La seconda, invece, sostiene che alcuni piccoli cristalli ricchi di ferro, presenti nei becchi e in altre parti del corpo degli animali, avrebbero il ruolo di micro-bussola, orientandosi come aghi magnetici e stimolando recettori nervosi. Una teoria molto affascinante, ma ancora poco dimostrata e piuttosto controversa. Poi c’era la terza ipotesi, quella di Viguier: l'orecchio interno come antenna biologica. Un'idea rimasta dimenticata per oltre un secolo.
L'indizio nell'orecchio del piccione

Nel 2010, due ricercatori del Baylor College of Medicine, David Dickman e Le-Qing Wu, notarono qualcosa di insolito. Alcuni neuroni del cervello dei piccioni sembravano rispondere a stimoli magnetici provenienti dall'orecchio interno, in particolare da una regione chiamata lagena. Si tratta di una piccola camera piena di fluido, dotata di cellule cigliate sensoriali con minuscoli "peli" capaci di rilevare movimenti e vibrazioni.
Quell'indizio, però, non bastava, poiché non c'erano tracce di magnetite e nessuno riusciva a spiegare davvero come funzionasse quel meccanismo. La svolta è arrivata grazie al neuroscienziato David Keays, dell'Università Ludwig Maximilian di Monaco, e al lavoro di un suo dottorando, Gregory Nordmann. Rovistando negli archivi e tra letteratura, Nordmann riscopre il vecchio articolo di Viguier del 1882. Keays riprende quell'intuizione dimenticata e decide di esplorarla con le tecnologie moderne.

### COMPITI DA SVOLGERE
A - Cita dal brano sul senso magnetico dei piccioni tutto il passo che va da "Quell'indizio, però, non" giù fino a "le tecnologie moderne.".
B - Secondo il brano sul senso magnetico dei piccioni, da quale regione dell'orecchio interno provenivano gli stimoli magnetici osservati nel 2010?
C - Per favore, prosegui il brano sul senso magnetico dei piccioni, riprendendolo subito dopo la sua ultima frase.
I dati che seguono non hanno alcun ruolo in questo lavoro.

### DATI RIPORTATI
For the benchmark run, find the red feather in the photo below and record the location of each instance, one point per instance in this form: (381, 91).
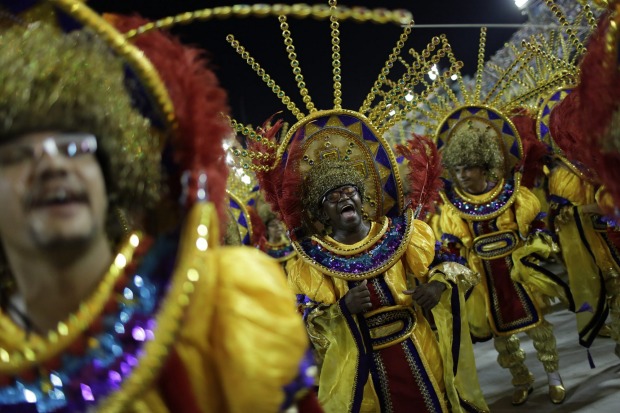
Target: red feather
(534, 151)
(198, 102)
(424, 172)
(270, 180)
(259, 230)
(599, 94)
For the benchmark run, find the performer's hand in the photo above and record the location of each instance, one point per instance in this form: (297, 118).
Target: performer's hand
(427, 295)
(357, 299)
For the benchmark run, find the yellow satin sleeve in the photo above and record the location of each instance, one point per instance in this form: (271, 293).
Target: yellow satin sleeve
(604, 199)
(565, 183)
(526, 208)
(243, 340)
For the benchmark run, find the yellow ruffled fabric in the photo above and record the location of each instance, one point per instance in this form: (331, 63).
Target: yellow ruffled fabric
(516, 218)
(582, 267)
(336, 347)
(241, 341)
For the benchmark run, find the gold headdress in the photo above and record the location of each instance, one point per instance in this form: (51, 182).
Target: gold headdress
(540, 65)
(52, 81)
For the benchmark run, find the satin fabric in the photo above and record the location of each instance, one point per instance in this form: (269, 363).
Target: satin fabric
(517, 218)
(585, 253)
(241, 341)
(337, 350)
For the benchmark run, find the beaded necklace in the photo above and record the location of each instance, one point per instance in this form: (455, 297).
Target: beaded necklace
(91, 353)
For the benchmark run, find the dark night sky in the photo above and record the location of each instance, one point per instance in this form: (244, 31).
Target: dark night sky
(364, 47)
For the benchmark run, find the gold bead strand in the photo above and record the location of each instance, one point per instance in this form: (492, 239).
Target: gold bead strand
(480, 67)
(386, 69)
(300, 11)
(292, 56)
(290, 105)
(336, 64)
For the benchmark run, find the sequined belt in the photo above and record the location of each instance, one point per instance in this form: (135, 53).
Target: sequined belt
(496, 245)
(390, 325)
(598, 223)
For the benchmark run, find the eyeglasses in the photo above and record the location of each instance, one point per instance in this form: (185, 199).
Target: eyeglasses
(336, 195)
(70, 145)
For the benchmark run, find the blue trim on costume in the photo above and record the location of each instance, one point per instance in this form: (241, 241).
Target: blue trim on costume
(363, 368)
(426, 383)
(456, 326)
(302, 382)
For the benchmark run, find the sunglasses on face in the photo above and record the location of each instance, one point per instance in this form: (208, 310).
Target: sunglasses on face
(336, 195)
(70, 145)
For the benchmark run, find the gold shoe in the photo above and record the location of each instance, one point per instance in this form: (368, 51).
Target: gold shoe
(605, 331)
(520, 395)
(557, 394)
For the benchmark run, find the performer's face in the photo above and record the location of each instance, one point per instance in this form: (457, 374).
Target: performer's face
(471, 179)
(342, 208)
(53, 191)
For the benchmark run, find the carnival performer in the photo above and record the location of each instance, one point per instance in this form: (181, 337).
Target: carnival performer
(366, 283)
(589, 239)
(94, 317)
(494, 223)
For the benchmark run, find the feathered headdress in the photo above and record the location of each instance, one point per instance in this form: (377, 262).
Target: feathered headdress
(534, 151)
(424, 164)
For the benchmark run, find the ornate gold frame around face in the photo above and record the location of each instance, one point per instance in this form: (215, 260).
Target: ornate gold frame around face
(240, 214)
(510, 144)
(348, 135)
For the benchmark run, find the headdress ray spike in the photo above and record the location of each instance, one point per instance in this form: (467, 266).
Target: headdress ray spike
(507, 76)
(559, 14)
(336, 69)
(299, 11)
(299, 78)
(453, 60)
(480, 68)
(386, 69)
(290, 105)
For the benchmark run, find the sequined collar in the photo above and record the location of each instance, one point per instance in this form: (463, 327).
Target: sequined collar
(481, 208)
(371, 256)
(100, 347)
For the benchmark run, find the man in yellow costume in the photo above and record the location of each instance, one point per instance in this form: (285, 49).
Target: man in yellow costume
(98, 316)
(493, 223)
(365, 278)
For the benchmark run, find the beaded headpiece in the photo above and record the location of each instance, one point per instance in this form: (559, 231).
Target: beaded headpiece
(474, 143)
(337, 134)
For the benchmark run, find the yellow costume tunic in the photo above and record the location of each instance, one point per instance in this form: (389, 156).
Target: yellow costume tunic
(443, 380)
(212, 331)
(511, 293)
(588, 254)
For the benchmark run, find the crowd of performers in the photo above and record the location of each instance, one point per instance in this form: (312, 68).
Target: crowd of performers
(116, 294)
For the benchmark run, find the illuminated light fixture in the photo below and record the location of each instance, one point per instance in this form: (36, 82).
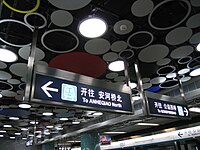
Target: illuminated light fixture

### ESERCIZI RISOLTI
A -
Quell'indizio, però, non bastava, poiché non c'erano tracce di magnetite e nessuno riusciva a spiegare davvero come funzionasse quel meccanismo. La svolta è arrivata grazie al neuroscienziato David Keays, dell'Università Ludwig Maximilian di Monaco, e al lavoro di un suo dottorando, Gregory Nordmann. Rovistando negli archivi e tra letteratura, Nordmann riscopre il vecchio articolo di Viguier del 1882. Keays riprende quell'intuizione dimenticata e decide di esplorarla con le tecnologie moderne.

B - Dalla lagena.

C -
La prova decisiva: un circuito elettrico nell’orecchio

Il team ha studiato i canali semicircolari, strutture dell'orecchio interno responsabili dell'equilibrio e dell'orientamento. Lì scorre un fluido che si muove quando l'animale gira la testa, stimolando le cellule cigliate e inviando informazioni al cervello. Se queste cellule possiedono particolari canali ionici sensibili alla tensione elettrica (come quelli che permettono ad alcuni pesci, come squali e razze, di percepire i campi elettrici), allora i canali semicircolari potrebbero davvero comportarsi come piccoli circuiti elettrici.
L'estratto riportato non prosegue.